## [EXERCISE OBJECTIVE]
The entries below should be output exactly as written.
======== EXERCISE DATA
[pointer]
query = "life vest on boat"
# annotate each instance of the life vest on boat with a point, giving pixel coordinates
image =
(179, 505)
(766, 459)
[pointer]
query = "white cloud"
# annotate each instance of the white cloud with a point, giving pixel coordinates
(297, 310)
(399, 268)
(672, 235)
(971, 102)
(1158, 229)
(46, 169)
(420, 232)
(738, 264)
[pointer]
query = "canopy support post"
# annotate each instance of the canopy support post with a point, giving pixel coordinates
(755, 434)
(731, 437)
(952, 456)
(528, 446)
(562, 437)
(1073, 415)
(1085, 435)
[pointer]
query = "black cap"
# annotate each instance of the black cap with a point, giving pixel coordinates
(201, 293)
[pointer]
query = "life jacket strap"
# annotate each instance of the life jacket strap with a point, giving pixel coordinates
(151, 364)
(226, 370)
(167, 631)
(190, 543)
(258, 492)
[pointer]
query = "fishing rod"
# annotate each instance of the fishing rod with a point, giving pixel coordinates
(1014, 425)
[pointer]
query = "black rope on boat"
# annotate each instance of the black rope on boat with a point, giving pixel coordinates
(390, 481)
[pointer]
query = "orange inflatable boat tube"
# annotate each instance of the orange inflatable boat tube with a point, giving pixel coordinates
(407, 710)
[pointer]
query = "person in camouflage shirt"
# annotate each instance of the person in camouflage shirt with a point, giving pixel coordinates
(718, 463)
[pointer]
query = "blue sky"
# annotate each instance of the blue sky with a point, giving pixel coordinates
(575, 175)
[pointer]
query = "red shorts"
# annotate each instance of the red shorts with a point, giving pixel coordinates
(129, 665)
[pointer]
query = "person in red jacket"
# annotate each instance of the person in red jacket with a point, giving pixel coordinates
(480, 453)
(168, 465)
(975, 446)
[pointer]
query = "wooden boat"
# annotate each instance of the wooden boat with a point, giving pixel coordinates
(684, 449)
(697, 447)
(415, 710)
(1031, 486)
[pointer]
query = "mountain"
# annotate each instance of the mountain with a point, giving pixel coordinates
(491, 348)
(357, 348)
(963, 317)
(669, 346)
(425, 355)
================
## [RESULT FOR THIS TASK]
[pointer]
query = "life vest on boat"
# annotate each instance of the life vest on boat with a point, giving pixel coordinates
image =
(179, 505)
(766, 459)
[pointer]
query = "white cloud"
# annotate each instance of the white cloud with a point, giving pixel coordinates
(297, 310)
(399, 268)
(672, 235)
(971, 102)
(1158, 229)
(46, 169)
(420, 232)
(738, 264)
[pointer]
query = "canopy support post"
# annotate each instance of the canopy support post with a point, giving pixel coordinates
(755, 434)
(731, 437)
(952, 456)
(528, 446)
(562, 437)
(1073, 415)
(1085, 435)
[pointer]
query = "black cap"
# annotate each instance of the black cap with a point, giving pixel coordinates
(201, 293)
[pointer]
query = "life jacket strap"
# annotate each instance of the life jacket strap with a point, giving pixel coordinates
(151, 364)
(226, 370)
(167, 631)
(190, 543)
(258, 492)
[pointer]
query = "fishing rod"
# annotate each instance of the fishing rod with a point, giving pixel coordinates
(1014, 425)
[pointer]
query = "black rope on boat"
# annotate each instance of the black rope on boat with a point, giving pixel coordinates
(390, 481)
[pointer]
query = "orange inflatable boat tube"
# annotate each instance of the orange inflatable boat tube with a point, giving pixel coordinates
(407, 710)
[pointer]
query = "person in camouflage shirt"
# annotate each instance of the person in camouflage shirt with a point, giving pixel coordinates
(718, 463)
[pointer]
query = "blue sky"
# annotate each instance of the blue sky with a point, giving pixel coordinates
(575, 175)
[pointer]
query = "red shorts"
# annotate each instance of the red shorts with a point, giving pixel coordinates
(129, 665)
[pointer]
query = "person in red jacket"
# annotate each instance of the person in red jacket with a point, giving pixel coordinates
(480, 453)
(168, 465)
(975, 446)
[pointer]
query = "wooden boat"
# annotate each instance of the wooden boat with a point, giving pixel coordinates
(684, 449)
(697, 447)
(415, 710)
(1031, 486)
[pointer]
query = "mountain"
# annotate each instance of the mountain with a point, giving pixel coordinates
(491, 348)
(357, 348)
(963, 317)
(669, 346)
(425, 355)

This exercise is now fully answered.